▶ _INFORMATION GIVEN_:
◆ ◆ ◆
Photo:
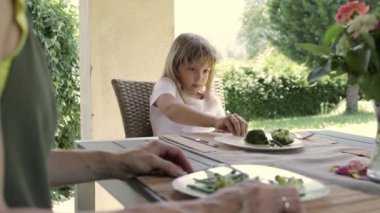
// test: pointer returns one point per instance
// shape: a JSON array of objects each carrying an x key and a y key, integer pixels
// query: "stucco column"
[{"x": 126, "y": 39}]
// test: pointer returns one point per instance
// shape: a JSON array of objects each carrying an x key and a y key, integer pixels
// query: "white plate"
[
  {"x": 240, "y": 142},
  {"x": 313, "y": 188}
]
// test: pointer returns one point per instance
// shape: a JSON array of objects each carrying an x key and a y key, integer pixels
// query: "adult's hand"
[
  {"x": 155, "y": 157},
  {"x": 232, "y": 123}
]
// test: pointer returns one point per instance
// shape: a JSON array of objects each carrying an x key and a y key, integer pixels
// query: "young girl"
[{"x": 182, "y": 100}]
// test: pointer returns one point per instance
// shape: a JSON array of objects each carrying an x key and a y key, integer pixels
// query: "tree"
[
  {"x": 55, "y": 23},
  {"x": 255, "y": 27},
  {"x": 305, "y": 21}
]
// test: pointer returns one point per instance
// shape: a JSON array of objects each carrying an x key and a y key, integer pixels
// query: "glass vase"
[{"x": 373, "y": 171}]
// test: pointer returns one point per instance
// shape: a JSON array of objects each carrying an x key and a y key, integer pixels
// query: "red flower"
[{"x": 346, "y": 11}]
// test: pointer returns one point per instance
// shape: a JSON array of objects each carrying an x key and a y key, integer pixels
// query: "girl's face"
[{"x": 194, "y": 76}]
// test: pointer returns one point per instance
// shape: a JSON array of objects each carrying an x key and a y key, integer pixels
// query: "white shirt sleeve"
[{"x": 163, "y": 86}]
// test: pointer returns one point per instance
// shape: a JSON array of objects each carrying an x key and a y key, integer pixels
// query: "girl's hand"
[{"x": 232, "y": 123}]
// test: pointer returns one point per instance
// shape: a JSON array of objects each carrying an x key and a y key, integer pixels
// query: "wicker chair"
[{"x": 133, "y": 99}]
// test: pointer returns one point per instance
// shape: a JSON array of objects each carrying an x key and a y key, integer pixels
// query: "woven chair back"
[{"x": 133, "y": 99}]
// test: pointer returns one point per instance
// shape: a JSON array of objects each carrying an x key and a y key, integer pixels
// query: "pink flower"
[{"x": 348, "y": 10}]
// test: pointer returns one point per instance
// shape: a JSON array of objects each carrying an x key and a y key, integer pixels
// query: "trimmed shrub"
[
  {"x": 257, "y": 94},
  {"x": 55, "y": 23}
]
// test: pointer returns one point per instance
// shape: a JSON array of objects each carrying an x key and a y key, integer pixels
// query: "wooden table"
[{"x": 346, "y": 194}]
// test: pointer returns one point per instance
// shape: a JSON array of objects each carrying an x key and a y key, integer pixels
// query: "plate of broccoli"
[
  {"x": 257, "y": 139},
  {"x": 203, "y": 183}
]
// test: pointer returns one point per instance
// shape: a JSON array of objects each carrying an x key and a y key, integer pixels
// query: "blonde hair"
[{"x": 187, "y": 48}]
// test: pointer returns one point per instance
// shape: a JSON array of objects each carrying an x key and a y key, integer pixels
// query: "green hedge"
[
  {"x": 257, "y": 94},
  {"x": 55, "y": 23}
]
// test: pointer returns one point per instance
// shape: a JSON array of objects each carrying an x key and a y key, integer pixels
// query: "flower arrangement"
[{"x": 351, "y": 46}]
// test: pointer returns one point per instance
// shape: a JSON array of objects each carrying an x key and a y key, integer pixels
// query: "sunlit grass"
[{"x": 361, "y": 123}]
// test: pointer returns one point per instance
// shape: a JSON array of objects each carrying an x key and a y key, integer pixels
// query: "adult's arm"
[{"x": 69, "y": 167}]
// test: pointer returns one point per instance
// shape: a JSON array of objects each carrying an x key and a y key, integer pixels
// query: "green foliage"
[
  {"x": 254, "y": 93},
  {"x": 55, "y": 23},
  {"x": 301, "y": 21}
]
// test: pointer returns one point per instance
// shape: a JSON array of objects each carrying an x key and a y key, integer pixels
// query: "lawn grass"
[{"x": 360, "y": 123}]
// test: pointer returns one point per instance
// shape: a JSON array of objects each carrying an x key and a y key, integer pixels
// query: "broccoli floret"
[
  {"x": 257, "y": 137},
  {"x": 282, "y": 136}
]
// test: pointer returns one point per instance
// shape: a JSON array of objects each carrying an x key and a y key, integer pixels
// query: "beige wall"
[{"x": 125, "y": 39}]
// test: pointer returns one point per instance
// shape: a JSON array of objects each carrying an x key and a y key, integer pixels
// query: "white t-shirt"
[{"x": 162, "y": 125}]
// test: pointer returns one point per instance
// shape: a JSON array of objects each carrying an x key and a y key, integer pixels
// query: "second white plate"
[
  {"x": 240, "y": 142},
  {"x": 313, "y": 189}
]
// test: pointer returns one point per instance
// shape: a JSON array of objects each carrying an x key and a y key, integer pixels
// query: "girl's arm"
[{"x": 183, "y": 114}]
◆ ◆ ◆
▶ _GOAL OF THE EXERCISE_:
Each record must be set down again without alteration, and no picture may be carried over.

▶ _TASK RESPONSE_:
Photo:
// test: pointer returns one point per instance
// shape: a JSON array of objects each carrying an x key and a y key, integer pixels
// query: "stucco column"
[{"x": 126, "y": 39}]
// test: pointer returns one point per instance
// shape: a JSON array of objects each carrying an x key and a y key, integer pixels
// query: "white plate"
[
  {"x": 240, "y": 142},
  {"x": 313, "y": 188}
]
// test: pointer returns one point per instance
// shape: a JSON array of objects each carrying an x key and a y key, integer pixels
// query: "adult's hand"
[
  {"x": 155, "y": 157},
  {"x": 232, "y": 123}
]
// test: pointer returns one point per instance
// shape: a JSON array of objects each carrying an x key and a y key, integer pixels
// query: "young girl"
[{"x": 182, "y": 100}]
// test: pointer returns one point per instance
// shape: a JSON array of objects each carrying an x key and a y key, integer pixels
// query: "tree"
[
  {"x": 55, "y": 23},
  {"x": 255, "y": 27},
  {"x": 305, "y": 21}
]
// test: pointer returns one point per instance
// shape: a JSON array of objects each carrying an x key and a y key, integer pixels
// query: "glass vase"
[{"x": 373, "y": 171}]
// test: pointer returns one point per instance
// shape: a JSON array of objects each carrying an x key and a y key, integer pixels
// query: "red flower"
[{"x": 346, "y": 11}]
// test: pointer returns one point per instance
// shape: a JSON array of objects each carrying an x key and a y key, integer pixels
// query: "girl's face"
[{"x": 194, "y": 76}]
// test: pointer returns one point per instance
// shape: a JSON array of objects each carrying an x key and a y key, integer pixels
// query: "white shirt sleeve"
[{"x": 163, "y": 86}]
// test: pointer returns one point per instance
// shape: a JSON array of objects each carrying an x key and a y key, integer pixels
// query: "girl's hand"
[{"x": 232, "y": 123}]
// test: pointer returns one point per instance
// shape: a JSON array of objects each carrying an x key and a y key, integer pixels
// query: "wicker chair"
[{"x": 133, "y": 99}]
// test: pointer returns one point per instance
// shape: a JSON array of objects each carrying an x key and a y key, integer pixels
// query: "woven chair back"
[{"x": 133, "y": 99}]
// test: pointer returns one point per instance
// shape: a JSON array of objects each carrying an x key and a y key, integer pixels
// query: "pink flower"
[{"x": 348, "y": 10}]
// test: pointer returns one point per instance
// shape: a JSON array of objects each carrying an x key and a y key, integer pixels
// query: "trimmed shrub"
[
  {"x": 257, "y": 94},
  {"x": 55, "y": 23}
]
// test: pointer returns one point per instance
// shape: a JSON array of objects each carrying an x key and a y key, integer pixels
// query: "wooden table"
[{"x": 346, "y": 194}]
// test: pointer returns one point per instance
// shape: a JSON array of objects each carrying an x key and a y key, integer pixels
// query: "plate of broccoli"
[
  {"x": 257, "y": 139},
  {"x": 203, "y": 183}
]
// test: pointer returns one point per instance
// shape: a JSON array of objects each carrying an x key and a y key, integer pixels
// query: "blonde hair"
[{"x": 187, "y": 48}]
// test: pointer returns one point per instance
// shape: a JSON array of objects each carrying an x key and a y key, integer pixels
// query: "green hedge"
[
  {"x": 257, "y": 94},
  {"x": 55, "y": 23}
]
// test: pointer returns one point per instance
// shape: a JSON array of objects each carrying an x key and a y key, integer pixels
// query: "flower arrangement"
[{"x": 351, "y": 46}]
// test: pointer returns one point per instance
// shape: a JSON array of objects each carrying an x key and a y key, integer pixels
// query: "sunlit grass"
[{"x": 361, "y": 123}]
// test: pointer returns one point per instance
// shape: a JSON array of objects each carrying an x key and a y key, integer pixels
// query: "adult's arm"
[{"x": 69, "y": 167}]
// test: pointer returns one point per instance
// shape: a JSON array of objects each carrying an x key and a y key, integer pixels
// query: "green foliage"
[
  {"x": 254, "y": 93},
  {"x": 55, "y": 23},
  {"x": 301, "y": 21}
]
// test: pointer returns one point per instance
// shape: a JSON array of objects each carrying an x key and a y key, integer pixels
// query: "lawn grass"
[{"x": 360, "y": 123}]
// test: pointer returns one point per instance
// shape: a JSON array of objects each carrying an x key and a y key, integer pixels
// query: "broccoli floret"
[
  {"x": 257, "y": 137},
  {"x": 282, "y": 136}
]
// test: pointer returns one point per instance
// shape: a JSON array of objects each carrying an x key and a y key, integer pixels
// query: "beige wall"
[{"x": 125, "y": 39}]
// test: pointer returns one point per instance
// shape: a JSON array of objects each carrying an x key and a y key, integer pixels
// query: "white t-shirt"
[{"x": 162, "y": 125}]
// test: pointer returns one point per instance
// shape: a JSON array of objects each carrying an x key and a y key, integer pixels
// query: "second white plate"
[
  {"x": 240, "y": 142},
  {"x": 313, "y": 189}
]
// test: pointer returns one point per instance
// shape: a JSON array of objects each carrying an x key and a y key, integer pixels
// query: "girl's arm"
[{"x": 183, "y": 114}]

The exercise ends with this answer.